> _Texto fornecido_:
Ocorre que, como já mencionado anteriormente, desde 2018, o Supremo Tribunal Federal (ADI 5617/DF) e o Tribunal Superior Eleitoral (Consulta TSE nº 0600252-18/DF) já haviam consolidado jurisprudência no sentido de que as mulheres teriam direito a cotas de financiamento nas Eleições e visibilidade em propaganda eleitoral gratuita no rádio e na TV. E mais, desde 2020, ambas as Cortes Superiores haviam decidido que tais cotas deveriam também ser distribuídas para pessoas negras, à razão da proporção de suas candidaturas (ADPF 738/DF e Consulta TSE n° 0600306-47/DF).

Todavia, o Congresso Nacional deliberadamente optou por deixar as cotas raciais de fora da redação do §8º do artigo 17 da Constituição Federal. Na hora de incluir no texto constitucional os mesmos direitos que tanto mulheres, como pessoas negras, conquistaram igualmente, via jurisprudência, não houve consenso entre os parlamentares - a maioria esmagadora de homens brancos. Mas, para retirar direitos, aí sim as pessoas negras foram muito bem lembradas.

Isso porque, a mesma Emenda Constitucional nº 117/2022, em seu artigo 3º - e aqui vem a segunda anistia -, estabelece que "não serão aplicadas sanções de qualquer natureza, inclusive de devolução de valores, multa ou suspensão do fundo partidário, aos partidos que não preencheram a cota mínima de recursos ou que não destinaram os valores mínimos em razão de sexo e raça" em eleições ocorridas antes da promulgação da referida emenda.

> _Objetivo_: Transcreva do texto sobre as cotas eleitorais o trecho entre "Todavia, o Congresso" e "da referida emenda.", inclusive. Os registros não têm nenhuma relação com o texto.

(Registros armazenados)
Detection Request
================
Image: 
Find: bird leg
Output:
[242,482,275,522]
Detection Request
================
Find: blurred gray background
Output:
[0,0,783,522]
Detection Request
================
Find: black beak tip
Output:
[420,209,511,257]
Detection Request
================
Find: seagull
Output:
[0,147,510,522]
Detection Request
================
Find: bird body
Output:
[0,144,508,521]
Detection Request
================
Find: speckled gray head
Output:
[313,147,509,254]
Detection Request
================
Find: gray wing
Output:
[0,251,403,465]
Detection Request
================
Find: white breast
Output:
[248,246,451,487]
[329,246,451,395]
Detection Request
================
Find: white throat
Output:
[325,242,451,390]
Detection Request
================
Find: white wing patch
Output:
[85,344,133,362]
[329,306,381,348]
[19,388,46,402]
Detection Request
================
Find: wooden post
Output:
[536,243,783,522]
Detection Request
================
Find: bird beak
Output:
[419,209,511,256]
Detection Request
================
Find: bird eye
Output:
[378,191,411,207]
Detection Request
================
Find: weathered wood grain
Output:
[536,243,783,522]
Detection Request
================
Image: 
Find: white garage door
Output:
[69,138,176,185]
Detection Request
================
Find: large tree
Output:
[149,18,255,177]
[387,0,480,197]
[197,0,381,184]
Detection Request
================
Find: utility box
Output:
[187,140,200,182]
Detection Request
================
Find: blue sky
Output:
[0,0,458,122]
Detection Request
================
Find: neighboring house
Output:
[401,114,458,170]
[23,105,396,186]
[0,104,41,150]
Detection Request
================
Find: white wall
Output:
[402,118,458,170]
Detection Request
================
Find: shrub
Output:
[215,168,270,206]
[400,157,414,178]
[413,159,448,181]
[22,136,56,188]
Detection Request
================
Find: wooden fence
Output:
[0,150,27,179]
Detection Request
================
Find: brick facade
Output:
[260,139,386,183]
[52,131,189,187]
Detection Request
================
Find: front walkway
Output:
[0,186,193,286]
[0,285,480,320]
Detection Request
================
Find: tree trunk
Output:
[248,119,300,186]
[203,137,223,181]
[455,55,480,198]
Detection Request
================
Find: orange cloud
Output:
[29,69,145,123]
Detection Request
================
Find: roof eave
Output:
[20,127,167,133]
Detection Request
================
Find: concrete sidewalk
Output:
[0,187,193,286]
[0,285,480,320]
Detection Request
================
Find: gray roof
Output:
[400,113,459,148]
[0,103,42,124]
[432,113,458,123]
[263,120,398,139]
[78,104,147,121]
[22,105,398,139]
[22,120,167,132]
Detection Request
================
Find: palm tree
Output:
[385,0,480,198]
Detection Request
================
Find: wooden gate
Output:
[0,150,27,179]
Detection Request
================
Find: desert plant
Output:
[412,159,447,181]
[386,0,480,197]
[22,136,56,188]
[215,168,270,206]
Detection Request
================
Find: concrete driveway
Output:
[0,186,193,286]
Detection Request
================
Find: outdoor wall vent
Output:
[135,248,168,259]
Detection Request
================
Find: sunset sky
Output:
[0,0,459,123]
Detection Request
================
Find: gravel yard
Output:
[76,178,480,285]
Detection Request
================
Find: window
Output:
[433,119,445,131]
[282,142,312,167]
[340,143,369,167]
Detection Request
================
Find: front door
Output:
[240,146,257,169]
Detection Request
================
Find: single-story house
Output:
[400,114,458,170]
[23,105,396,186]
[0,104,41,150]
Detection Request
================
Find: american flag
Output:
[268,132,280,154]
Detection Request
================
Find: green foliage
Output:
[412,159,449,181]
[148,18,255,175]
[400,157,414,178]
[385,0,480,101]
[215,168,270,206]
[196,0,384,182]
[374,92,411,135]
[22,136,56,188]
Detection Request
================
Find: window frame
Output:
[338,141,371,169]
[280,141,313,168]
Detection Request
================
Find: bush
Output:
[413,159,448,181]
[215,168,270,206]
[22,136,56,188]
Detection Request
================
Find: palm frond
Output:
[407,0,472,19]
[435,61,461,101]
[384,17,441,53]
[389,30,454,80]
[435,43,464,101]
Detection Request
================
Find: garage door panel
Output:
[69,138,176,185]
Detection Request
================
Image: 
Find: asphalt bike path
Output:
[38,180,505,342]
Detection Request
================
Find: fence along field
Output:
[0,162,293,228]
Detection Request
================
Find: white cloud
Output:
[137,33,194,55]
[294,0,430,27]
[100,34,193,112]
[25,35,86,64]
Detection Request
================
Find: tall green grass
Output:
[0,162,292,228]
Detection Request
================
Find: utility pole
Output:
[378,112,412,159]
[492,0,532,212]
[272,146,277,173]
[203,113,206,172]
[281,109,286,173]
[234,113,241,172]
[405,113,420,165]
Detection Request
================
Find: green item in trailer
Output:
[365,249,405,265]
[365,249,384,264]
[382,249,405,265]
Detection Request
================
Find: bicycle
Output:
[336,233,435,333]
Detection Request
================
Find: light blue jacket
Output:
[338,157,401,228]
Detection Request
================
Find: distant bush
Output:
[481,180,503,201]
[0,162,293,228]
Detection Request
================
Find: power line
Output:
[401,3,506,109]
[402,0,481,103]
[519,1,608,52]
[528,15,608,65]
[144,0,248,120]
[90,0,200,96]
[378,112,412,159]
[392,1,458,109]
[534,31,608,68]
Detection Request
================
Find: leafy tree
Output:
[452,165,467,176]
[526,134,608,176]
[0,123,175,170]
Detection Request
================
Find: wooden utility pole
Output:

> _Resposta do exercício_:
Todavia, o Congresso Nacional deliberadamente optou por deixar as cotas raciais de fora da redação do §8º do artigo 17 da Constituição Federal. Na hora de incluir no texto constitucional os mesmos direitos que tanto mulheres, como pessoas negras, conquistaram igualmente, via jurisprudência, não houve consenso entre os parlamentares - a maioria esmagadora de homens brancos. Mas, para retirar direitos, aí sim as pessoas negras foram muito bem lembradas.

Isso porque, a mesma Emenda Constitucional nº 117/2022, em seu artigo 3º - e aqui vem a segunda anistia -, estabelece que "não serão aplicadas sanções de qualquer natureza, inclusive de devolução de valores, multa ou suspensão do fundo partidário, aos partidos que não preencheram a cota mínima de recursos ou que não destinaram os valores mínimos em razão de sexo e raça" em eleições ocorridas antes da promulgação da referida emenda.